EXERCISE PROMPT: An exact copy of every record is required.
☆ ☆ ☆ ☆ ☆
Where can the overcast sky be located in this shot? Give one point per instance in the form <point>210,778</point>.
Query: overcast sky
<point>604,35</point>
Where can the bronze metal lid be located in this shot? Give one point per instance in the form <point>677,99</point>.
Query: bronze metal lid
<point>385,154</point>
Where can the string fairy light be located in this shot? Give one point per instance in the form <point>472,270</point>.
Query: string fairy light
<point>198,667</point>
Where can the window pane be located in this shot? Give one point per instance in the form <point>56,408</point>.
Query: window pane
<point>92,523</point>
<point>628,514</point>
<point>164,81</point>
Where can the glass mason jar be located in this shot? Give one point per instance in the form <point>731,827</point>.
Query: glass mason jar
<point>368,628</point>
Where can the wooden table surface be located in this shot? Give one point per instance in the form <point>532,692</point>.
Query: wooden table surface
☆ ☆ ☆ ☆ ☆
RESPONSE AREA:
Where can the overcast sky be located in this shot? Give one point per instance in the form <point>210,778</point>.
Query: overcast sky
<point>604,35</point>
Where can the bronze metal lid be located in this shot? Give one point per instance in the form <point>677,99</point>.
Query: bronze metal lid
<point>385,154</point>
Where can the string fairy light be located in this shot? Give one point per instance in the form <point>472,270</point>.
Query: string fairy light
<point>198,667</point>
Where can the window pane be located in this shot? Give one point per instance in the form <point>56,408</point>.
Query: window pane
<point>92,523</point>
<point>628,514</point>
<point>164,81</point>
Where can the glass mason jar be located in this shot? Give one point per instance in the form <point>731,827</point>.
Query: glass mason jar
<point>368,628</point>
Where can the wooden table surface be located in this shot? Give one point per instance in the form <point>532,692</point>.
Query: wooden table surface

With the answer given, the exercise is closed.